------ Text extract ------
Status page not working?

Unless the clock is very unstable, ntpd should normally reach the maximum interval and stay there.

ntpdate by default sends 4 requests per server, so running it once per hour would still generate slightly more NTP traffic than an already stabilized ntpd.

minpoll and maxpoll can be increased to reduce the packet rate.

Thanks for sharing some background information. Some thoughts in response, obviously depends on further details of your environment as to whether any of them could be helpful.

ntpd can also step the clock if needed, and has some options to tweak related aspects. In the worst case, if your systems use systemd, you could deploy an override to automatically restart ntpd should it quit when its “panic threshold” is being exceeded, stepping the time upon restart as a last resort.

On a Linux system, you could use SNAT to randomize source ports on outgoing client packets. I used that with good effect to make up for ntpd’s current lack of support for port randomization.

Or use chronyd, which does said randomization by default (but can also be told to use a static source port).

As it might have gotten lost, I’d like to highlight that @davehart’s suggestion to set up your own ntpd (or chronyd) instance and have your clients sync to that one rather than the pool directly was not only about load or accuracy. Rather, it would also shield your clients from the effects of some external server having issues should you decide to stick with ntpdate.

For one, such a server would kind of “filter” those effects based on more sophisticated vetting and selection mechanisms.

For another, when something happens, you can more easily trace it. Rather than having to try to understand what random, anonymous server on the Internet a particular client of yours was querying at some point in the past, and what that server was doing at the time so your client subsequently went off the rails, you will know that your clients queried your server only (or servers, for redundancy), and you can more easily troubleshoot said server’s (or servers’) behavior.

2 Likes

May I invite you to review especially the first item in the “Additional Notes” section on the “How to use the pool” page, as well as the Terms of Service, especially section 3, subsection (c).

The pool has a monitoring system in place to weed out bad servers, and is currently working on improving said monitoring system. But there is just so much that can be done on such a scale. At the end of the day, the user needs to evaluate whether the pool is suitable for their needs, and either have mechanisms in place to deal with potential issues. Or use sources that are more suitable to their needs. E.g., use a few hand-picked, reputable public servers. Or even run their own NTP upstream server(s), with a wide range as to what that could look like (from just using a self-operated server, or set of servers, as “buffer” to shield downstream clients from the external world, to running one’s own stratum 1 server, in turn spanning a wide range of potential options as to what that could look like).
------
Tasks to perform:
**a)** From the NTP thread above, list every program named in it that sets or syncs a clock's time.
**b)** Check each statement against the NTP thread above and answer yes or no, quoting the words that decide it.
(i) By default, ntpdate sends four requests to each server.
(ii) chronyd cannot be set to use a static source port.
(iii) The pool's monitoring system is finished and is no longer being improved.
**c)** Write the next part of the NTP thread, starting after its last sentence.
------ Items ------
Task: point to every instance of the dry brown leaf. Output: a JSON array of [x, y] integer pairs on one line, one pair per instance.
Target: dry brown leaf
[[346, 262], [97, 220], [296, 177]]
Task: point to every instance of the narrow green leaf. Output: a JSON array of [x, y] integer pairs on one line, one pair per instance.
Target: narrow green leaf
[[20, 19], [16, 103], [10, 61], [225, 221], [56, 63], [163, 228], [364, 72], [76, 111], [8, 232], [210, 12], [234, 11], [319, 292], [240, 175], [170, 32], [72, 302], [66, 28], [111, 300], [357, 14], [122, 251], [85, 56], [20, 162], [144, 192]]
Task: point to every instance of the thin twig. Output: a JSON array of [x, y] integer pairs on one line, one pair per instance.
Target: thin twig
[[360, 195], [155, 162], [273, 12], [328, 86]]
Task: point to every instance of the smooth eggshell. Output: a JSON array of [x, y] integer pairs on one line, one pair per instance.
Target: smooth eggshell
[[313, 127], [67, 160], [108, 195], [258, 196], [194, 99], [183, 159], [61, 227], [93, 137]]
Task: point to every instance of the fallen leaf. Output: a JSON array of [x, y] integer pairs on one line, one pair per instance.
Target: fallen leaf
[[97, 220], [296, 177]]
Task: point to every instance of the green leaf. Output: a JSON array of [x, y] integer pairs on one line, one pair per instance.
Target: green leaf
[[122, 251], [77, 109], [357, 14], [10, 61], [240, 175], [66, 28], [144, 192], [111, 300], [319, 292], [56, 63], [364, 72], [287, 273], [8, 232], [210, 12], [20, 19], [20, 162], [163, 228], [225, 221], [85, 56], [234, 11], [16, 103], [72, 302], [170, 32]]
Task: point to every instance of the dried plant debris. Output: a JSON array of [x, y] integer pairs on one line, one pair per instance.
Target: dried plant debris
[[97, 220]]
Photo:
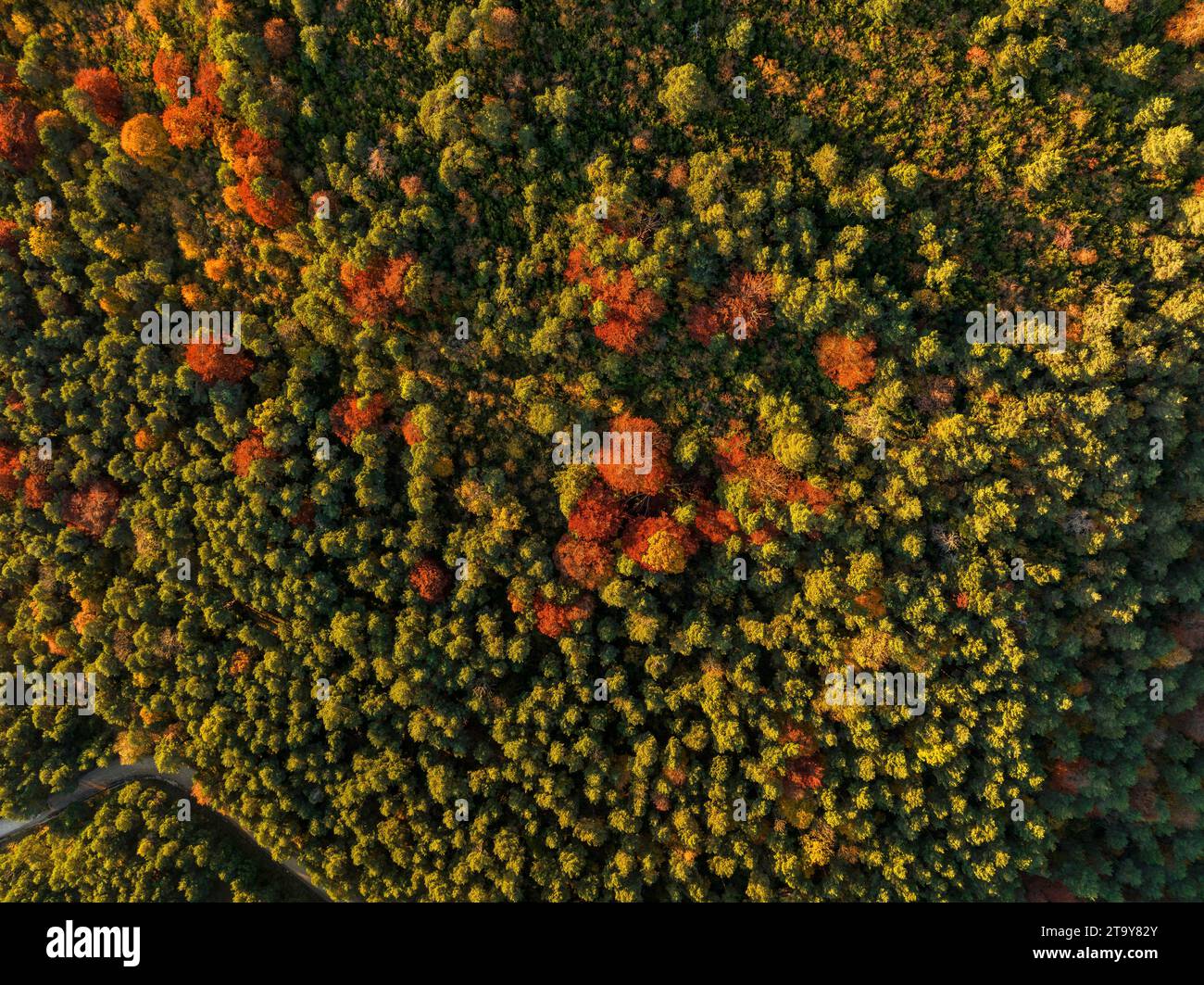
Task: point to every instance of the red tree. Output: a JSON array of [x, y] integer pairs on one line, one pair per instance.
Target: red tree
------
Set of answers:
**a)** ntpd, ntpdate, chronyd

**b)**
(i) Yes: "ntpdate by default sends 4 requests per server"
(ii) No: "but can also be told to use a static source port"
(iii) No: "is currently working on improving said monitoring system"

**c)**
E.g., when some instances of the pool reporting bad time leads to widespread outage on your side, maybe the pool is not the right time source for your systems.

Or, your infrastructure is not up to to your requirements. You write that you have “typical ntp infra (which would have picked up the best time from across all reporting ntp instances and hosts)”. But the issues you report seem to contradict that statement.

As discussed above, picking up “the best time” is but one part of what needs to be done for robust timekeeping. Another part is to properly vet the time received from upstream sources. E.g., to check whether it is consistent and makes sense. And refuse to update the time if it is not. Certainly when the risk of bad time is widespread outage.

And while it is not completely out of the picture that multiple servers report bad time simultaneously, and similarly bad time so as to have consensus, a sensible NTP client would simply refuse to make clock corrections as big as you describe even when received from multiple sources. Unless the bad time is consistently served over some period of time, and not a one-off, or just over a short period of time.

So I’d invite you to reassess whether your current infrastructure as it is, and it getting time from the pool, is suitable to your needs, and to adjust accordingly if not. This thread contains some suggestions for what that could look like, and there is more elsewhere in this forum. Or ask for advice.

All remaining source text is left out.